• _Отрывок_
----------------------------------------

Ларёк

Тов Краснов
- Да не, балет это не то. Скачут, скачут… Как хохлы на майдане. Опера получше…
Позади меня расположилась гоповатая компания: пацанчики решили сводить тёлочек в театр. Тёлочкам будет о чём написать в твиттере, да и вообще приятно. Хотя, конечно, скучно.
Советская опера – это как итальянский хоккей: один смех. Убеждаться в этом самому совсем не обязательно: это всем и так известно. Поэтому зал был наполовину пуст, несмотря на дешёвые билеты.
Оркестровая яма замолчала, окончив настраиваться. Свет погас, и компания позади меня угомонилась. Занавес разъехался, обнажив сцену.
На сцене был совок. То есть примерно то, что при слове «совок» всплывает в голове иностранца. Что-то тёмное, серо-стальное, индустриальное и примитивное. В середине сцены находился люк, оформленный под какую-то промышленную горловину – в такую обычно засасывало связанных и лежащих на конвейере голливудских суперагентов, – а над зловещим жерлом двигались устрашающего вида механические серп и молот. В недобром красноватом свете они напоминали две циркулярные пилы всё из того же Голливуда. А чтобы ни у кого не оставалось сомнений в назначении жерла, к нему вели оплавленные и покорёженные рельсы.

----------------------------------------

• _Задания_
- a) Ответьте на вопросы по отрывку:
(i) Насколько заполнен был зал?
(ii) Что находилось в середине сцены?
(iii) Что вело к жерлу?
- b) Выведите точную часть отрывка, начиная со слов «Тов Краснов» и продолжая до слов «Хотя, конечно, скучно.» включительно.

----------------------------------------

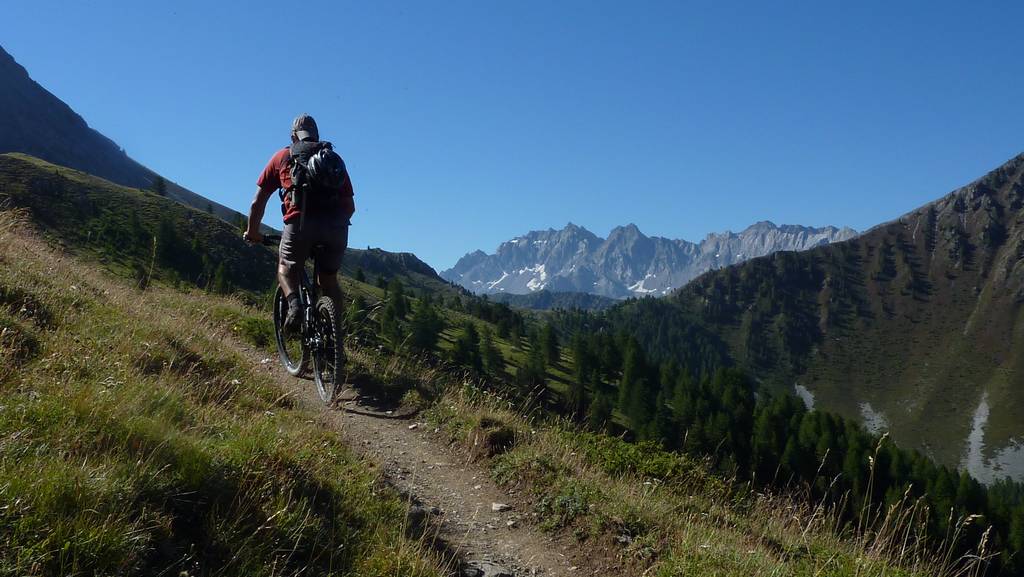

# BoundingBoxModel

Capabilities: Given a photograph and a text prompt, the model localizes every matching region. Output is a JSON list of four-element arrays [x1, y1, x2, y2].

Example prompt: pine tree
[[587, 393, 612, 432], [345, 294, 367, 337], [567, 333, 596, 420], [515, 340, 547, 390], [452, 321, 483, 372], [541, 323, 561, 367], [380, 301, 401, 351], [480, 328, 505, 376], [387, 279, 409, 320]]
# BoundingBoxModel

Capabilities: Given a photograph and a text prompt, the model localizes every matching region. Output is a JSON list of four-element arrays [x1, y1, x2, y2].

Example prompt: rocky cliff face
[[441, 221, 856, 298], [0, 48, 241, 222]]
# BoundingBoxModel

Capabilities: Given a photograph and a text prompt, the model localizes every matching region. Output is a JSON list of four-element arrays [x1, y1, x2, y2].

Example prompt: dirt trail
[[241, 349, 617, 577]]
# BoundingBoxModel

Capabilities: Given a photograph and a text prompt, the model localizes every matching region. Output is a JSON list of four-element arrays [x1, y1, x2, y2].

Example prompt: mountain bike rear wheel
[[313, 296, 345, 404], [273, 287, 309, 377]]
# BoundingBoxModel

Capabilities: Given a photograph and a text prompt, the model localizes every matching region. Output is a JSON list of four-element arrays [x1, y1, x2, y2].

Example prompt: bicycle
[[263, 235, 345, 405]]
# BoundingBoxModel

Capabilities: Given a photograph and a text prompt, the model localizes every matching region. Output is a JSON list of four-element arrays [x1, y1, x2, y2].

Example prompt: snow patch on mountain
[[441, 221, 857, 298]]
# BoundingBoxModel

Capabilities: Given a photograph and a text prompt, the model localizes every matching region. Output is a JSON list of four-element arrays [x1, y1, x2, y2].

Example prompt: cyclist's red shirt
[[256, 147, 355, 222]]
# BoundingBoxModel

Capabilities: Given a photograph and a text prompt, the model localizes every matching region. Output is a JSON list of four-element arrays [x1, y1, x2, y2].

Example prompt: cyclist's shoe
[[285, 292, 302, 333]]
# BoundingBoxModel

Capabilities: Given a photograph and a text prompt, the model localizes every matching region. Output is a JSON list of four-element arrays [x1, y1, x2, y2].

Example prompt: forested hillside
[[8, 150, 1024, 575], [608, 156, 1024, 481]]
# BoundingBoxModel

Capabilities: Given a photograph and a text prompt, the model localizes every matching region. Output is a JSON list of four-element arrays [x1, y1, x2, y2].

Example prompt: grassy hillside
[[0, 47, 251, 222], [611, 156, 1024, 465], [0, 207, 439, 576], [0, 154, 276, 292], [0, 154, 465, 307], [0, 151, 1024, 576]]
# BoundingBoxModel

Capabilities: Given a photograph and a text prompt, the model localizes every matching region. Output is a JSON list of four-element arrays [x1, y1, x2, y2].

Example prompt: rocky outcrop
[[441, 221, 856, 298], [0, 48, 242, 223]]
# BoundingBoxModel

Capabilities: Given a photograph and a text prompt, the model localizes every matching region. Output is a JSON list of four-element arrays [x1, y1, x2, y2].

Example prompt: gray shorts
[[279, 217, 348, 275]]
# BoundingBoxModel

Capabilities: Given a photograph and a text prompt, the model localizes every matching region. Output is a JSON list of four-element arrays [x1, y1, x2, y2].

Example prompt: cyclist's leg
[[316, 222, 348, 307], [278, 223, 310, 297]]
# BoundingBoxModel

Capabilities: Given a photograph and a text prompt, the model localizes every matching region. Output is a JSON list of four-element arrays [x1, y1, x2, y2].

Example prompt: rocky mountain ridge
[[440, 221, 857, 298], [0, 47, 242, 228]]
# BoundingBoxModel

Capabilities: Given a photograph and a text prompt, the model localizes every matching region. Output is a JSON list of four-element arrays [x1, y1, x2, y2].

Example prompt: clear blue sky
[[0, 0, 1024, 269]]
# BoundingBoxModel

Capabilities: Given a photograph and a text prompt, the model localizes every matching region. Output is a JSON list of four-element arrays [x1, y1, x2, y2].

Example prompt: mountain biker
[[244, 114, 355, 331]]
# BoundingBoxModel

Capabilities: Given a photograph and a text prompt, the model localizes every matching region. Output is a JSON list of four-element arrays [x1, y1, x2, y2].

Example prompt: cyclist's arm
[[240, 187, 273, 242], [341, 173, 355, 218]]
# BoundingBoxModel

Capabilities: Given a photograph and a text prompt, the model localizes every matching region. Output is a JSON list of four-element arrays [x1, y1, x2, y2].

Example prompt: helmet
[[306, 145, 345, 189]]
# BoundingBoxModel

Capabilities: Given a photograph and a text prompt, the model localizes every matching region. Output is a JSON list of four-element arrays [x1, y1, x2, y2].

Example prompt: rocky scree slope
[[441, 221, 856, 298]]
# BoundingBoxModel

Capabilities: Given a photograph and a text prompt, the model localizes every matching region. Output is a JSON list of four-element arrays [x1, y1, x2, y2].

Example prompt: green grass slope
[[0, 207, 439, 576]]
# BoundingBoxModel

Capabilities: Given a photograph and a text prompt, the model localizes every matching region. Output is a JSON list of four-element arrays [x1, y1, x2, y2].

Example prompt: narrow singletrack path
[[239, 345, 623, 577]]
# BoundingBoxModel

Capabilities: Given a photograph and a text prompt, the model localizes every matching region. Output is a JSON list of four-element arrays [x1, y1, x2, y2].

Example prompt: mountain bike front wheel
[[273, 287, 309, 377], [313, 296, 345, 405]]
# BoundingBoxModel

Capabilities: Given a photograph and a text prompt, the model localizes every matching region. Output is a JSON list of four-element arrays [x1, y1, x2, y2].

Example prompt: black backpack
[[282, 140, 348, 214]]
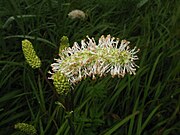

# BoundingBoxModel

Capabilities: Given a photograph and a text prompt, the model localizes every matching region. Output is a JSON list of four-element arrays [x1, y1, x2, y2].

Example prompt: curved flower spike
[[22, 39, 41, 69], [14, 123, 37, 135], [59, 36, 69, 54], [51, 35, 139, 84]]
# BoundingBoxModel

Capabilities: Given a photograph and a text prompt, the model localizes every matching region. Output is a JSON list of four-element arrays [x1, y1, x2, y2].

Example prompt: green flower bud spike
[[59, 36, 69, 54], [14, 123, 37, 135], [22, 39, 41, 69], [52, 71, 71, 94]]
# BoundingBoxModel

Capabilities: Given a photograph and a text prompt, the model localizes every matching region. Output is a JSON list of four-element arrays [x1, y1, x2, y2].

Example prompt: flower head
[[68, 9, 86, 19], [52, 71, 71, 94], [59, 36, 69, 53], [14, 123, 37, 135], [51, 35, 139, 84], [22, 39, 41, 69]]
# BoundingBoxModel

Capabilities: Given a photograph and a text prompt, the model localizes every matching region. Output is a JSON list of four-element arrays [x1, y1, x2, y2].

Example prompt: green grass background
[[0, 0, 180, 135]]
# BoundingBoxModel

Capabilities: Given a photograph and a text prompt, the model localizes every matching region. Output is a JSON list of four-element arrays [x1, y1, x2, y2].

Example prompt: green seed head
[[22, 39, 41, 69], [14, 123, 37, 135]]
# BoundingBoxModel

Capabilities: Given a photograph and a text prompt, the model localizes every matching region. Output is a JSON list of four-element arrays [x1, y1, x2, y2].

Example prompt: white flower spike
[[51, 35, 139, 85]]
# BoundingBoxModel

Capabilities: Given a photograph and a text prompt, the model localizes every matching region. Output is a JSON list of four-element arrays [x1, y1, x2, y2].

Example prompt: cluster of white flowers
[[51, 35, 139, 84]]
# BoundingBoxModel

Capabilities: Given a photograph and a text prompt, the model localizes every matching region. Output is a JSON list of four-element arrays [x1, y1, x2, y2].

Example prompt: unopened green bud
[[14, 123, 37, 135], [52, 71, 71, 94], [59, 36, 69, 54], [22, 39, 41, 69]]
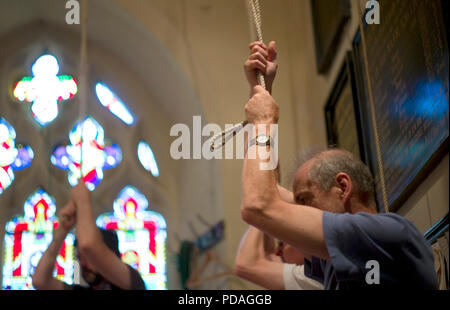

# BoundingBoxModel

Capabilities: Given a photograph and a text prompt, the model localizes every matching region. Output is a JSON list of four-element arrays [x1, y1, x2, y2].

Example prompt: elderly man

----------------------------------------

• _Ответы к заданиям_
- a)
(i) Зал был наполовину пуст.
(ii) В середине сцены находился люк, оформленный под промышленную горловину.
(iii) К жерлу вели оплавленные и покорёженные рельсы.

- b)
Тов Краснов
- Да не, балет это не то. Скачут, скачут… Как хохлы на майдане. Опера получше…
Позади меня расположилась гоповатая компания: пацанчики решили сводить тёлочек в театр. Тёлочкам будет о чём написать в твиттере, да и вообще приятно. Хотя, конечно, скучно.